[Directions] Locate each line in the data below that contains the word "blue", matching case, and copy those lines.

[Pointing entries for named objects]

--- start ---

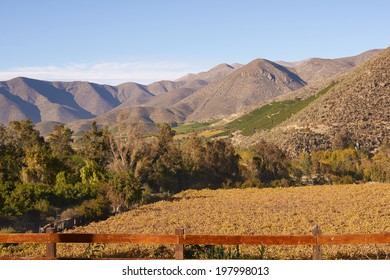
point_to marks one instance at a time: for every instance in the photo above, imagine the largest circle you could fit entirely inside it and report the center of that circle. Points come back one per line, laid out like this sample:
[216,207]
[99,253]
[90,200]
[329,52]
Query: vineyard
[338,209]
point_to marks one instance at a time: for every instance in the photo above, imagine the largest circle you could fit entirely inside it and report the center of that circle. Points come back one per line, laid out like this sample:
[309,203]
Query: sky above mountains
[143,41]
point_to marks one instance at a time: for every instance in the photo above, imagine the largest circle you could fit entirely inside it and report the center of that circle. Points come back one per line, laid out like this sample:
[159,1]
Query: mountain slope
[244,88]
[359,105]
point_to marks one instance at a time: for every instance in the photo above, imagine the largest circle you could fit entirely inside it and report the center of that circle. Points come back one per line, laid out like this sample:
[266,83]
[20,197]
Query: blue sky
[115,41]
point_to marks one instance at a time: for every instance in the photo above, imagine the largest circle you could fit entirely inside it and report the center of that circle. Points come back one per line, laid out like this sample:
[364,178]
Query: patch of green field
[193,127]
[270,115]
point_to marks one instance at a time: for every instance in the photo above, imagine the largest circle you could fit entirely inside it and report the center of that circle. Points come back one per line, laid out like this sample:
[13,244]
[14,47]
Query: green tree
[39,165]
[60,141]
[94,145]
[270,162]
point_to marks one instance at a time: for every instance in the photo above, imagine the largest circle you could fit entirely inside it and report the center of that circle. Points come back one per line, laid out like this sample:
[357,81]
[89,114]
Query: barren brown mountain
[246,87]
[219,92]
[319,69]
[358,106]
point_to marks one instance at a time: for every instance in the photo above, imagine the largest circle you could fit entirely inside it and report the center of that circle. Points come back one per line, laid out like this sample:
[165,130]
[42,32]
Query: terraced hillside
[358,105]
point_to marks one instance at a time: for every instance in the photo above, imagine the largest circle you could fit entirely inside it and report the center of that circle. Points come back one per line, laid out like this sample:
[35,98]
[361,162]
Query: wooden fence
[179,239]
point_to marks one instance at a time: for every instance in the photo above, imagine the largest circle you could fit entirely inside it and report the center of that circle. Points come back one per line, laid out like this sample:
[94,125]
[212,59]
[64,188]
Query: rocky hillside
[358,106]
[217,93]
[249,86]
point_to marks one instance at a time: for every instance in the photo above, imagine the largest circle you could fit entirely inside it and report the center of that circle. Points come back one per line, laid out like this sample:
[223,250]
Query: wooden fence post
[317,250]
[179,248]
[51,248]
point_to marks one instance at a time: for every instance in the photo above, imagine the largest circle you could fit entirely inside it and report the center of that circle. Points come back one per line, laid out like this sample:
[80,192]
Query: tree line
[102,173]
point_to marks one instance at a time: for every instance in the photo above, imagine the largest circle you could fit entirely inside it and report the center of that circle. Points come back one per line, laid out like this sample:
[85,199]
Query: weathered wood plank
[249,239]
[197,239]
[381,238]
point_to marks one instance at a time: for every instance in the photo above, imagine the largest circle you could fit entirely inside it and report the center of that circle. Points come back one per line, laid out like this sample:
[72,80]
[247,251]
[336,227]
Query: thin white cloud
[112,73]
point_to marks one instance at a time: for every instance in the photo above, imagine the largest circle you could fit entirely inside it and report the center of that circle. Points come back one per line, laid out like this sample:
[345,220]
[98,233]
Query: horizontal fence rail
[179,239]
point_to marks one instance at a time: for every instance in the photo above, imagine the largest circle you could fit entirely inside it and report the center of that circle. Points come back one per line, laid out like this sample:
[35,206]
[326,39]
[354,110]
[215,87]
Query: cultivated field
[280,211]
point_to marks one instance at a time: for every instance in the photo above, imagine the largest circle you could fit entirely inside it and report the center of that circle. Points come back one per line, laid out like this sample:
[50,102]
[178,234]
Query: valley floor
[337,209]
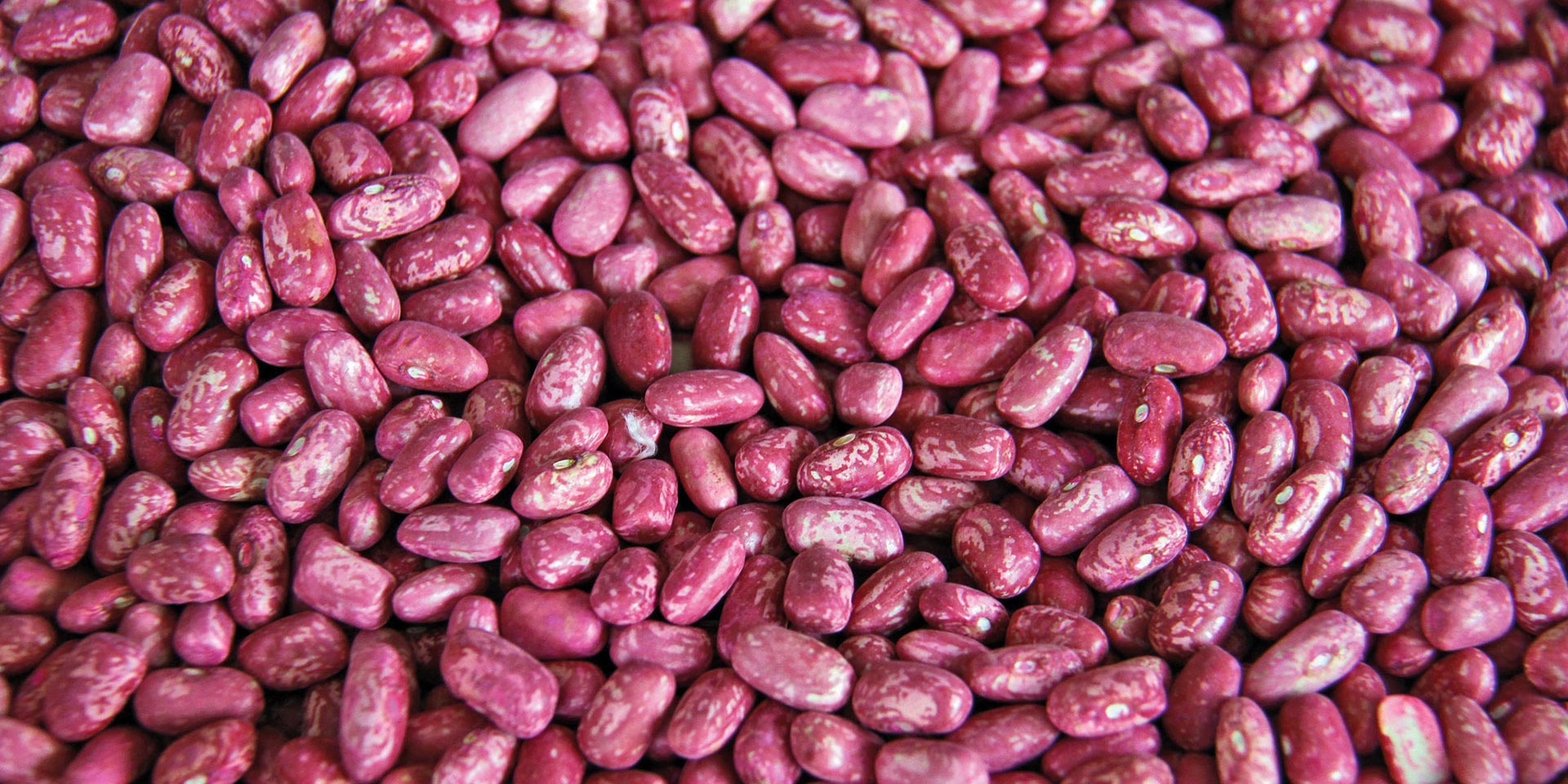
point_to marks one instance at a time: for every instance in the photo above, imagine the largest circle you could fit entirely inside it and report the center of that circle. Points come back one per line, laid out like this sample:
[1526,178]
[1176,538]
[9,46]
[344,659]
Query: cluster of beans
[772,391]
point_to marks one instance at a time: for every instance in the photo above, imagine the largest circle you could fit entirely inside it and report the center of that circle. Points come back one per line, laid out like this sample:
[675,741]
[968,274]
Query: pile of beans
[772,391]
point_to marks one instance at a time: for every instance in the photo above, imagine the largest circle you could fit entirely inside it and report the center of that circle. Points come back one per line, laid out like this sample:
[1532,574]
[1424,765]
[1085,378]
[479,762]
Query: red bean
[1179,225]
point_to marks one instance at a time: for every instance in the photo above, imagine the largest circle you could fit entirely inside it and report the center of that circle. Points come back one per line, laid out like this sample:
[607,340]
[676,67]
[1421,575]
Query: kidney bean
[1414,466]
[1313,656]
[499,681]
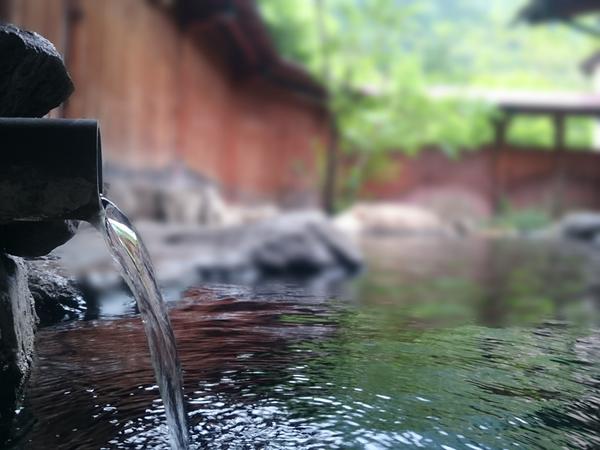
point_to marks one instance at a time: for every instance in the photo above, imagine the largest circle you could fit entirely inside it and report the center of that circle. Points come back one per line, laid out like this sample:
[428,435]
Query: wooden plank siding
[165,94]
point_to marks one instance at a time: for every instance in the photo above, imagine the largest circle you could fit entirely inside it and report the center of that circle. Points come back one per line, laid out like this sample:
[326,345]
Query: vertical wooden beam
[497,188]
[331,168]
[6,11]
[559,168]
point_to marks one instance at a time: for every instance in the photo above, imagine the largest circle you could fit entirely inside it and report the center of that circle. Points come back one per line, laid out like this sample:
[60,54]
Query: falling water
[128,250]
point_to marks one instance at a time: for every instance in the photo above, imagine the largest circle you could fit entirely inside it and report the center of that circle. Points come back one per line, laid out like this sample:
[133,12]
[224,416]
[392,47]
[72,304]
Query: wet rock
[390,218]
[17,327]
[32,239]
[33,77]
[33,80]
[300,243]
[57,298]
[584,226]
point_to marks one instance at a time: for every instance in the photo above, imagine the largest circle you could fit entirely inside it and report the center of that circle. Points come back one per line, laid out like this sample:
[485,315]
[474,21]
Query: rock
[390,218]
[17,327]
[299,244]
[583,226]
[289,245]
[33,78]
[57,298]
[35,238]
[174,195]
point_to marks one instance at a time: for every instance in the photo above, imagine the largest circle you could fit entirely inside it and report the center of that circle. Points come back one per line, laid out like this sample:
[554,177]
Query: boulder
[33,81]
[390,218]
[57,298]
[583,226]
[33,77]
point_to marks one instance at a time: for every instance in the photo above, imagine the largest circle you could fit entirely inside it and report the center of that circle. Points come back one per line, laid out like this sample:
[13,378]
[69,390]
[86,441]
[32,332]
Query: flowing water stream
[442,344]
[128,250]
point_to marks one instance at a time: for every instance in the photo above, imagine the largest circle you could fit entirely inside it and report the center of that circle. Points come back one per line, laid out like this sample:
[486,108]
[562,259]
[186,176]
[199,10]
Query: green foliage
[379,58]
[523,220]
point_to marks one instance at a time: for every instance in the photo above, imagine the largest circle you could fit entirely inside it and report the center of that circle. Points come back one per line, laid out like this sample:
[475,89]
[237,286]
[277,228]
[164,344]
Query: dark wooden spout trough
[50,169]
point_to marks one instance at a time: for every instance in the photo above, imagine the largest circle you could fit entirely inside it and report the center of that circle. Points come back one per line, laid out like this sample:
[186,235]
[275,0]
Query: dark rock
[17,327]
[35,238]
[33,77]
[583,226]
[57,298]
[33,80]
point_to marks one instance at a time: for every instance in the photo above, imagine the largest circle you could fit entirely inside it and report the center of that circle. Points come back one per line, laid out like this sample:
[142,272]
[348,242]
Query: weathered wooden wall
[164,94]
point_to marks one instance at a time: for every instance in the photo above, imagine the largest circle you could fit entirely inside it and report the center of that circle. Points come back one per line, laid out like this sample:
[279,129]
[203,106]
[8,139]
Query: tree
[378,59]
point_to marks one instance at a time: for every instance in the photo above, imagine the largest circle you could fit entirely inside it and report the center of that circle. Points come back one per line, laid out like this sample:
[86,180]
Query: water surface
[456,344]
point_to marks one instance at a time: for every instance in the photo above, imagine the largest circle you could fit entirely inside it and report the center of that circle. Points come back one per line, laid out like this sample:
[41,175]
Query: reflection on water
[454,344]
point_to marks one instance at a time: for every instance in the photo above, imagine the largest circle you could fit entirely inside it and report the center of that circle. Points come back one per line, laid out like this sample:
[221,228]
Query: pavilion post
[559,165]
[500,127]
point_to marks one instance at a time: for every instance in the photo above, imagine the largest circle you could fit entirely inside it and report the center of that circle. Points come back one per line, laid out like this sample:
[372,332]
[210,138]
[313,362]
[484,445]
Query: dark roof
[537,11]
[240,24]
[588,66]
[524,102]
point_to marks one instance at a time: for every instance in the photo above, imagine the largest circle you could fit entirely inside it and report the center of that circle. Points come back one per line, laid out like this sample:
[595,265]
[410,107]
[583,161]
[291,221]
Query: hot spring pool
[453,344]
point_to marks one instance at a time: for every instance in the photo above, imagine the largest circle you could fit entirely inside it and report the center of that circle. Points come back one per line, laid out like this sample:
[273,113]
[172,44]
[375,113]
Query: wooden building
[192,81]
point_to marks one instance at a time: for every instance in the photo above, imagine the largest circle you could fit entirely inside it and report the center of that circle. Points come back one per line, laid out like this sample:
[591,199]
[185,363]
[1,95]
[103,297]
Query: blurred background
[469,110]
[390,206]
[232,127]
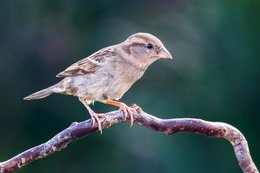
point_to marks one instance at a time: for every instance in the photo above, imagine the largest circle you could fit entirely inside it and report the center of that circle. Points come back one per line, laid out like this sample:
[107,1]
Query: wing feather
[89,64]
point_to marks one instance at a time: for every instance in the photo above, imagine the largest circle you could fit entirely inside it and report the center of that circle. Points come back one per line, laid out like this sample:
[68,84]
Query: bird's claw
[96,119]
[128,111]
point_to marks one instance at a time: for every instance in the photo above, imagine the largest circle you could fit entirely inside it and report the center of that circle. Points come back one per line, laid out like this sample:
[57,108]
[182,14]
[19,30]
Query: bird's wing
[89,64]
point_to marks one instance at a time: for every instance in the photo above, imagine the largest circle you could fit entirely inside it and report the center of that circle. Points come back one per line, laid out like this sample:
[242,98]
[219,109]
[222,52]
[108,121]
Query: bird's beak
[164,53]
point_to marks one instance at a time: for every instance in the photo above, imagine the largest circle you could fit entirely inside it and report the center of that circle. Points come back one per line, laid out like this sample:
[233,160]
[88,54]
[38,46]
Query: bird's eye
[149,46]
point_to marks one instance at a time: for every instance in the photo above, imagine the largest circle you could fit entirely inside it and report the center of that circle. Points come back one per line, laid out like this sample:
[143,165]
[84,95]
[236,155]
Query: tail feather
[40,94]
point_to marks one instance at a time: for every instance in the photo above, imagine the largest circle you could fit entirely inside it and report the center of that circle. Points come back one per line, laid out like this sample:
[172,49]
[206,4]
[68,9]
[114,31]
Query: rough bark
[167,126]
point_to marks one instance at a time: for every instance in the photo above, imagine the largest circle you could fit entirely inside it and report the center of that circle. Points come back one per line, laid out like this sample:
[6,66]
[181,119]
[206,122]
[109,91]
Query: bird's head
[144,48]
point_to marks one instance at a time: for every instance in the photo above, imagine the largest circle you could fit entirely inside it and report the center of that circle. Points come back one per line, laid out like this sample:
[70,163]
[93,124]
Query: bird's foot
[128,111]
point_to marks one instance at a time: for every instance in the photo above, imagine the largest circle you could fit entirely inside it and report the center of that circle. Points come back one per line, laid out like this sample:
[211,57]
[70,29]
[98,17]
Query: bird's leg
[94,115]
[124,108]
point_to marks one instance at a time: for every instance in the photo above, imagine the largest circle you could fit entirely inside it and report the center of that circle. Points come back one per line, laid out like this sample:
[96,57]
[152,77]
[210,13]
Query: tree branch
[167,126]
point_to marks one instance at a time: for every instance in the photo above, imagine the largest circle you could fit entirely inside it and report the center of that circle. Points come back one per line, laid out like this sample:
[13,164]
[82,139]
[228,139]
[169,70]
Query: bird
[107,74]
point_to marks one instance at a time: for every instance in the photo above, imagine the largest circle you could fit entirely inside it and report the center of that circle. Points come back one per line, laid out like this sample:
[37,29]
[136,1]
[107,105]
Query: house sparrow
[108,73]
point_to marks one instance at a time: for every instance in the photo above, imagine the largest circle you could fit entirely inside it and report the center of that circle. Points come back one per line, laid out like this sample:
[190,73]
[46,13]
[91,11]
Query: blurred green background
[214,76]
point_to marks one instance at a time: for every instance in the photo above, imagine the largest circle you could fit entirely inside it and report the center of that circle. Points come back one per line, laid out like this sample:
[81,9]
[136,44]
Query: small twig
[167,126]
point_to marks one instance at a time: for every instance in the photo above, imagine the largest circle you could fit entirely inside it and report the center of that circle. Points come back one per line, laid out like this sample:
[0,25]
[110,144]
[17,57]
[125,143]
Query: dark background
[214,76]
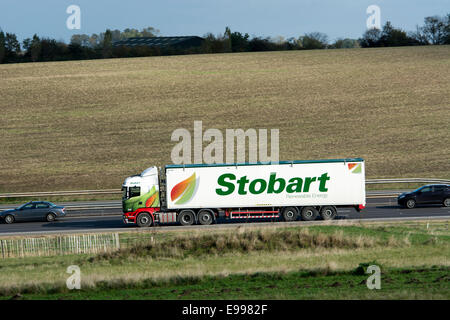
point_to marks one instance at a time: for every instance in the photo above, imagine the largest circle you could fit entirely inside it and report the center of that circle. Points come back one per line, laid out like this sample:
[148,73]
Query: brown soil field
[90,124]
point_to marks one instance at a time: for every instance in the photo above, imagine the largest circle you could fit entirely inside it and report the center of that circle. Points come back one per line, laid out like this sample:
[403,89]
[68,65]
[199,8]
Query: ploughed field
[89,124]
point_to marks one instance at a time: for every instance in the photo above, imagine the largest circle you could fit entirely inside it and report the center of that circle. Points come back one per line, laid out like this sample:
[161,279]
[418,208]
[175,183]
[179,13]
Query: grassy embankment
[320,262]
[89,124]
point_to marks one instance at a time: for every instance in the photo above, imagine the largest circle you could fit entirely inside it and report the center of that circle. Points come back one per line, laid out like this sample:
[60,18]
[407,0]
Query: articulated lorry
[203,193]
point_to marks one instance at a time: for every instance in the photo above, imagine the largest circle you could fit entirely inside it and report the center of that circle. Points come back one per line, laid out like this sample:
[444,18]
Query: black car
[33,211]
[429,194]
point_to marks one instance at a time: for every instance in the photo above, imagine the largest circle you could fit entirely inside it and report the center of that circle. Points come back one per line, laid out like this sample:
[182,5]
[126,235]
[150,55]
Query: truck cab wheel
[186,217]
[328,212]
[205,217]
[290,214]
[144,220]
[309,213]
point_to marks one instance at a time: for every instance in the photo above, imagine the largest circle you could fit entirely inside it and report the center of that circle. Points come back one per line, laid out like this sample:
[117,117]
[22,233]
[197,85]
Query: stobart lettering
[228,182]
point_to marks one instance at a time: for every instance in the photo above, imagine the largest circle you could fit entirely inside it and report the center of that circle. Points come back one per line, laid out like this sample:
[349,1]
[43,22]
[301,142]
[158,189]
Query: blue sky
[288,18]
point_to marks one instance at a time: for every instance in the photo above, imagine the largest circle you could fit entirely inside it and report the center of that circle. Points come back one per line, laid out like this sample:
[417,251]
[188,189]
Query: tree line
[435,31]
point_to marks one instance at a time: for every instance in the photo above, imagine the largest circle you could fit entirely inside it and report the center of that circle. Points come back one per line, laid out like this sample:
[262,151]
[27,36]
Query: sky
[287,18]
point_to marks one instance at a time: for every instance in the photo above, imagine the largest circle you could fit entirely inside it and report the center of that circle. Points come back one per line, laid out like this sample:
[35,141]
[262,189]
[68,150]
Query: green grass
[259,263]
[89,124]
[432,283]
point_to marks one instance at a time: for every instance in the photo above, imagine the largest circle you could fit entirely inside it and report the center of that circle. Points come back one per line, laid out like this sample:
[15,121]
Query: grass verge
[320,262]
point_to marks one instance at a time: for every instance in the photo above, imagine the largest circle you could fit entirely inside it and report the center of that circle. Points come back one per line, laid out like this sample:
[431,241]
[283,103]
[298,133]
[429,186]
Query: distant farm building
[184,42]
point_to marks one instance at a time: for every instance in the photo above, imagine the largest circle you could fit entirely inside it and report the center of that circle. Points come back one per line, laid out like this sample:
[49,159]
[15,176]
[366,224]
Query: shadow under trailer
[201,193]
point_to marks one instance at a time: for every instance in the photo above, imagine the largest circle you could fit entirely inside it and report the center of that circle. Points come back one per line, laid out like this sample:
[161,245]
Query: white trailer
[203,193]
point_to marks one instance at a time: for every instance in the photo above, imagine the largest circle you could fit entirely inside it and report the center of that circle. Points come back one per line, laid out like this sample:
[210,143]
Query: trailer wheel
[186,217]
[328,212]
[290,214]
[205,217]
[144,220]
[309,213]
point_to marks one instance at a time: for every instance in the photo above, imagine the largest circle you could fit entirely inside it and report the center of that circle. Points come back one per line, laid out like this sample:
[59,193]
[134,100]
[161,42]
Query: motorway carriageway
[106,217]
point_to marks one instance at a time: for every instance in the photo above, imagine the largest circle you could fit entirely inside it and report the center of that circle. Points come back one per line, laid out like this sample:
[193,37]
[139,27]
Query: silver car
[33,211]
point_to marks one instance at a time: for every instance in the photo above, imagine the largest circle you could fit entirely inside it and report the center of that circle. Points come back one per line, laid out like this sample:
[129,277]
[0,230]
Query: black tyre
[290,214]
[50,217]
[205,217]
[9,219]
[447,202]
[328,212]
[309,213]
[144,220]
[186,217]
[410,203]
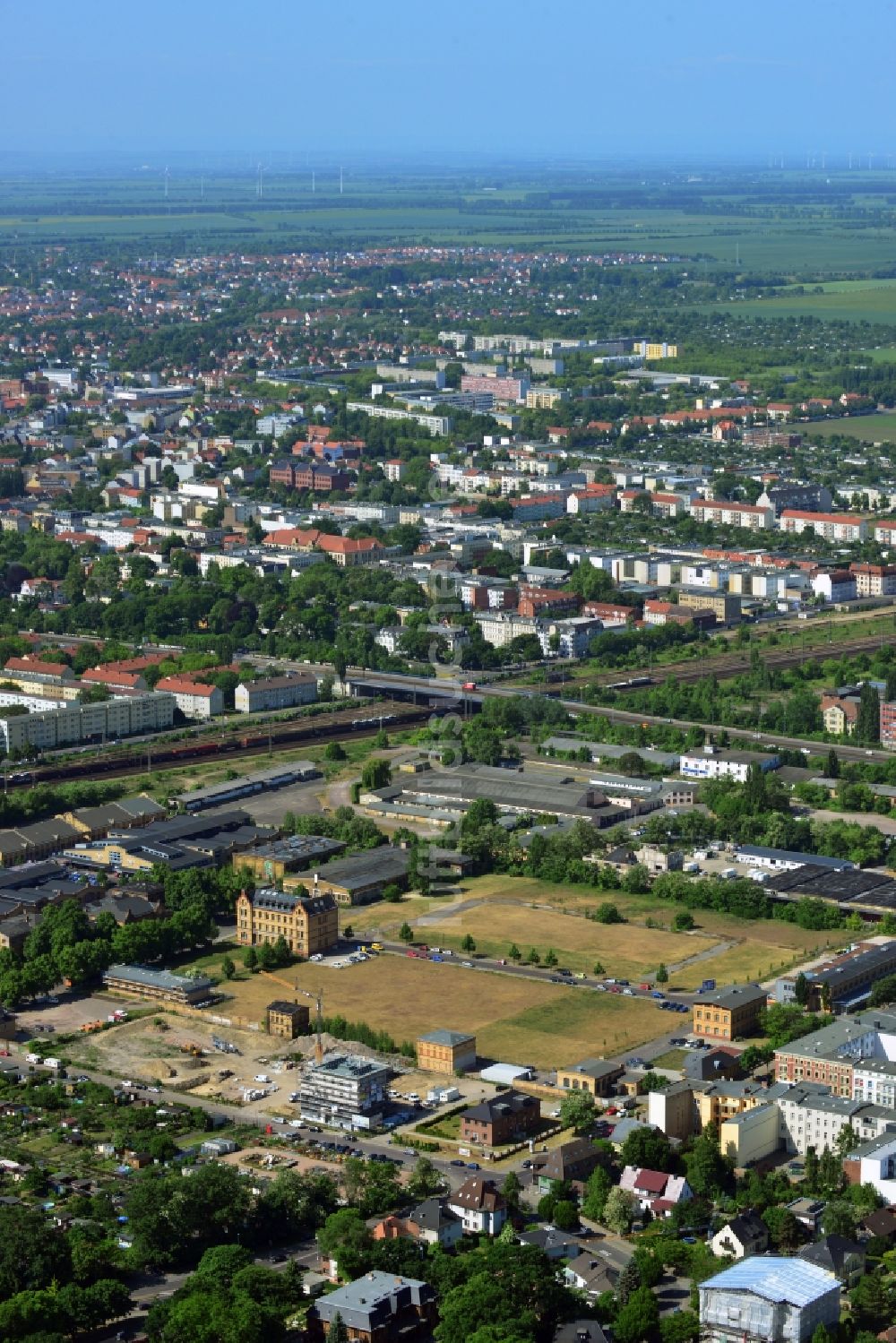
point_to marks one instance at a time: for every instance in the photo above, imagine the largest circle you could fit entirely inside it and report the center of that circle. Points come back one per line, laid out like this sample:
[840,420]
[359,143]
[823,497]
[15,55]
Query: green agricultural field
[715,223]
[498,911]
[866,428]
[849,301]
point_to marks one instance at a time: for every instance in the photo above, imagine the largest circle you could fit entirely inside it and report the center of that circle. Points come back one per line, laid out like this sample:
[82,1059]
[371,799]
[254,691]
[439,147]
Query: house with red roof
[656,1192]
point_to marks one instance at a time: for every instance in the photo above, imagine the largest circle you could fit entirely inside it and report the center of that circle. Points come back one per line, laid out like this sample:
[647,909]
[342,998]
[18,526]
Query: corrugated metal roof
[777,1278]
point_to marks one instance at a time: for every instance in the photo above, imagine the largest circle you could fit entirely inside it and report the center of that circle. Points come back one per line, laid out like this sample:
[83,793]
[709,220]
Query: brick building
[308,923]
[729,1012]
[446,1052]
[501,1119]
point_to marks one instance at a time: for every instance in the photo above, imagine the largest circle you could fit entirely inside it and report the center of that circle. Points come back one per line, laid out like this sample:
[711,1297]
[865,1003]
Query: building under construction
[346,1090]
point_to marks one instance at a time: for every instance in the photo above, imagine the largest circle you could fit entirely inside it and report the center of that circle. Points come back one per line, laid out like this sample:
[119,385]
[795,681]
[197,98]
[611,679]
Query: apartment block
[118,718]
[729,1012]
[194,699]
[723,513]
[279,692]
[831,527]
[346,1090]
[863,1044]
[446,1052]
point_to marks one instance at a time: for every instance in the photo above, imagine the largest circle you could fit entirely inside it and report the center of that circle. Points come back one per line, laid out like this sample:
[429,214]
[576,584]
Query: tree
[629,1281]
[619,1210]
[425,1179]
[512,1189]
[635,880]
[346,1238]
[338,1331]
[376,774]
[565,1214]
[681,1327]
[708,1173]
[576,1111]
[840,1218]
[513,1287]
[872,1303]
[648,1147]
[638,1318]
[595,1194]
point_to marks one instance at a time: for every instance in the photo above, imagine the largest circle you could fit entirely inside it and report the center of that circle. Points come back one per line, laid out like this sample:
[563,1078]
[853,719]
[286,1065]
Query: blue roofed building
[767,1299]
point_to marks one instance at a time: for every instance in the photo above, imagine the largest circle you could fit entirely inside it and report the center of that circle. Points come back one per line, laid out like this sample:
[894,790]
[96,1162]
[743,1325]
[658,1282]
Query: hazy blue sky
[576,78]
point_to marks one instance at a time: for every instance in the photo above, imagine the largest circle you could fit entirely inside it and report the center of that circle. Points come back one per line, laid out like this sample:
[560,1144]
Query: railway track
[723,667]
[351,724]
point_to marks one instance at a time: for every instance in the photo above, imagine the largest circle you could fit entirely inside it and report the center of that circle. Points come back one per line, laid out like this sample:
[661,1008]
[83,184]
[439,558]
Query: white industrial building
[118,718]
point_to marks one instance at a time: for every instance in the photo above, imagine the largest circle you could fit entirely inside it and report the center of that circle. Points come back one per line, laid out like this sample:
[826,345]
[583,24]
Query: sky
[583,78]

--- end ---

[Full output]
Query: blue sky
Query: blue sky
Query: blue roofed building
Query: hazy blue sky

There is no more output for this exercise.